▶ Given exercise 1: In the Tom Waits re-issue announcement, rewrite the stretch from "This Friday Tom Waits will" through "deluxe versions below.", changing "vinyl" to "LP".

▶ Selection:
....................
This Friday Tom Waits will release 20th-anniversary limited edition vinyl re-issues of his 2002 albums ‘Alice’ and ‘Blood Money’. New live renditions of five tracks per record will also be made available digitally in a digital deluxe version. Pre-order the vinyl and pre-save the digital deluxe versions below.

‘ALICE’ VINYL PRE-ORDER + DIGITAL PRE-SAVE HERE

‘BLOOD MONEY’ VINYL PRE-ORDER + DIGITAL PRE-SAVE HERE

Today the ‘Alice’ track ‘Lost In The Harbour’ (live) is being shared ahead of Friday’s release. This rare live recording captures a chilling intimacy and features a lyric video created by Christy Smith in which the viewer is transported into a haunting, somber seascape with spells of radiant light. Says Waits: ‘Lost In The Harbour’ “illustrates that [enemies] are neighbours with shared fates and entwined roots. The harbour is like the sky, it holds all.”

WATCH ‘LOST IN THE HARBOUR’ (LIVE) LYRIC VIDEO HERE

“The albums are as different as sleepwalking and chronic insomnia,” said Jon Pareles of The New York Times upon their release. “‘Alice,’ which is very loosely inspired by ‘Alice in Wonderland,’ is full of lyrics about dreaming and many of the songs proceed in a haze of brushed drums and breathy horns. ‘Blood Money’ is more hardnosed, veering from warped carnival oompah to ominous lullabies.”
....................
▶ Input rows:
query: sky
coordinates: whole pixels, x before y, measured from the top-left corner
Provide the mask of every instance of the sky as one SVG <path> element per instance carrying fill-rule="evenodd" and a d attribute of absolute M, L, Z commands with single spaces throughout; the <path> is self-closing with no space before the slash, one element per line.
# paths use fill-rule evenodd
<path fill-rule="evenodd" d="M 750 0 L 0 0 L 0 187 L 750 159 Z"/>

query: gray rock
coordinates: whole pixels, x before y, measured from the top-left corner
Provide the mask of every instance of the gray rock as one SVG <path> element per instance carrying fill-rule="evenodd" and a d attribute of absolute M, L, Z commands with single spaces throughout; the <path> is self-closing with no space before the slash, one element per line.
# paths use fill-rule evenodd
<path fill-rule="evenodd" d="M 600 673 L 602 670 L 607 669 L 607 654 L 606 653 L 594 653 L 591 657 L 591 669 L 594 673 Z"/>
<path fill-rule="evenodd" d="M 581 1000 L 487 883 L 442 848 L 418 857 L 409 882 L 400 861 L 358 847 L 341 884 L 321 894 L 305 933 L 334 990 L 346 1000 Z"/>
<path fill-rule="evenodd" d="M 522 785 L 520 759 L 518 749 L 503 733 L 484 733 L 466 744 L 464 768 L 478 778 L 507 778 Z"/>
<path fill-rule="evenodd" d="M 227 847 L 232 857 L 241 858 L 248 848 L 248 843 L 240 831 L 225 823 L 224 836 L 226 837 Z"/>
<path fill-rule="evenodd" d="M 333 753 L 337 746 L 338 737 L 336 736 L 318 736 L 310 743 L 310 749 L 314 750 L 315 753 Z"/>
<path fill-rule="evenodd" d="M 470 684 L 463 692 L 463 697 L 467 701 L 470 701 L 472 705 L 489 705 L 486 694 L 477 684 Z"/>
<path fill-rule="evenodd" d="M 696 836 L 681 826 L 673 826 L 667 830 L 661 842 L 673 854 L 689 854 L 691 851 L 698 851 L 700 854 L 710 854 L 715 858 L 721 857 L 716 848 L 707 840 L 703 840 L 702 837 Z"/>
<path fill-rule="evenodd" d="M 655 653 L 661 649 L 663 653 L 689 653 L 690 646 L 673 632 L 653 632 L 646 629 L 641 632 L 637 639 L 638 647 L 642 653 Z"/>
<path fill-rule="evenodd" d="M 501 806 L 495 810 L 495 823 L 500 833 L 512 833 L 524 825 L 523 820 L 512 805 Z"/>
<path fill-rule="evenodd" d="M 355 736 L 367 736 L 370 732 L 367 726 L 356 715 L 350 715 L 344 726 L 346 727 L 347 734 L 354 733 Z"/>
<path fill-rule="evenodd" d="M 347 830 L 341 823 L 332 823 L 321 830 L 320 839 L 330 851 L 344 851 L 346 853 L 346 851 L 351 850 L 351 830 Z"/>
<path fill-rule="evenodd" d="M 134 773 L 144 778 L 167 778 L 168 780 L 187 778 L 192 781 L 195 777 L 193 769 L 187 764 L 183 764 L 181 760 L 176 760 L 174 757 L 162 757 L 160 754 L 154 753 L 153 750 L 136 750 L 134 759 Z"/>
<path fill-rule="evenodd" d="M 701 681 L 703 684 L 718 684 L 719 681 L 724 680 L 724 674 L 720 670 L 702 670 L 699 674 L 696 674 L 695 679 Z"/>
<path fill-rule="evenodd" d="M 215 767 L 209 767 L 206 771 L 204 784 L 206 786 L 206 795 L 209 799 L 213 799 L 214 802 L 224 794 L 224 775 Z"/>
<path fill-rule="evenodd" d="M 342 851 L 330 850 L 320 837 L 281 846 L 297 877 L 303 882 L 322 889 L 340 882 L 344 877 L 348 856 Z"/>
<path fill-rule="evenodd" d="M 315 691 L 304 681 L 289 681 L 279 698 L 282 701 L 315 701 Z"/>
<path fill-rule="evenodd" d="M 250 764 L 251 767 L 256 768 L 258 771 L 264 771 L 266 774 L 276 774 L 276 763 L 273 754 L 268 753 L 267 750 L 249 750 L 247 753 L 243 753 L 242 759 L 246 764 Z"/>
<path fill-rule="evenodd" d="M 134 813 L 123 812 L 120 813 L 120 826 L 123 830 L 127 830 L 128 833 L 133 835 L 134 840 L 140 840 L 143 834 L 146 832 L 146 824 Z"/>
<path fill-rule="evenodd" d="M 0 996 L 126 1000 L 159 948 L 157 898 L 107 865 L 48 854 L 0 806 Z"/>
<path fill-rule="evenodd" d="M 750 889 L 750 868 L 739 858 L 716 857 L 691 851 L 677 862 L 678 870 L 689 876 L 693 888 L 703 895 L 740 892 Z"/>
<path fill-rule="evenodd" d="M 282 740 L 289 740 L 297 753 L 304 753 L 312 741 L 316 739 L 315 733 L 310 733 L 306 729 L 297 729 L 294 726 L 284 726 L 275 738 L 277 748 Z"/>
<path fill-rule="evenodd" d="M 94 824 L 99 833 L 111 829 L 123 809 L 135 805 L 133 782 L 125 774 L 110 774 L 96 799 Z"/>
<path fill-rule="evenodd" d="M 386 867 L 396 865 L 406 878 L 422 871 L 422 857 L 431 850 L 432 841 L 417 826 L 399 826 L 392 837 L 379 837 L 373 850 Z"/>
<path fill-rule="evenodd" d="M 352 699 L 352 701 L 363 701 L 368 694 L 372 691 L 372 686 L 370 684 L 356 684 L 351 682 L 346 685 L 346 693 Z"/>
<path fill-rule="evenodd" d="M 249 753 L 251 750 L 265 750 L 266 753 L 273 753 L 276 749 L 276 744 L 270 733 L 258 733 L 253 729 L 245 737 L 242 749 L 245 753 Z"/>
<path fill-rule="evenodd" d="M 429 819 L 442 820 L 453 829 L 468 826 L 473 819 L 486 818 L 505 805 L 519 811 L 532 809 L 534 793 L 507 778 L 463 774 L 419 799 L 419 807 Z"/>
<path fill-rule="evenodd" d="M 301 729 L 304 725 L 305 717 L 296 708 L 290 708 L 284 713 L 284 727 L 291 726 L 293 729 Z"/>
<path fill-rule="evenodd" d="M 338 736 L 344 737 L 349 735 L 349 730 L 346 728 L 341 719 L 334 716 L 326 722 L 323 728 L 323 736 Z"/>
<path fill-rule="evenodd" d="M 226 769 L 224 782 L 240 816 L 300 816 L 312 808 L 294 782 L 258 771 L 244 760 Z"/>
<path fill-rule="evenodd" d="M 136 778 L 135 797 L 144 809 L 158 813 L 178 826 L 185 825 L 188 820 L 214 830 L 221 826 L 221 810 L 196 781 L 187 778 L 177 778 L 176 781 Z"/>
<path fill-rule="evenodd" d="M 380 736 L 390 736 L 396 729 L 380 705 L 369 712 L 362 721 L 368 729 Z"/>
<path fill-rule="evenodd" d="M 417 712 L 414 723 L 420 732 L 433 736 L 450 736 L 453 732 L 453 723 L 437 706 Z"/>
....................
▶ Given exercise 2: Copy the entries verbatim, from their start through the line containing "0 187 L 750".

▶ Written response 1:
This Friday Tom Waits will release 20th-anniversary limited edition LP re-issues of his 2002 albums ‘Alice’ and ‘Blood Money’. New live renditions of five tracks per record will also be made available digitally in a digital deluxe version. Pre-order the LP and pre-save the digital deluxe versions below.

▶ Written response 2:
query: sky
coordinates: whole pixels, x before y, measured from the top-left corner
Provide the mask of every instance of the sky as one SVG <path> element per instance carrying fill-rule="evenodd" and a d attribute of absolute M, L, Z commands with single spaces throughout; the <path> is self-closing with no space before the slash, one element per line.
# paths use fill-rule evenodd
<path fill-rule="evenodd" d="M 750 0 L 0 0 L 0 187 L 750 159 Z"/>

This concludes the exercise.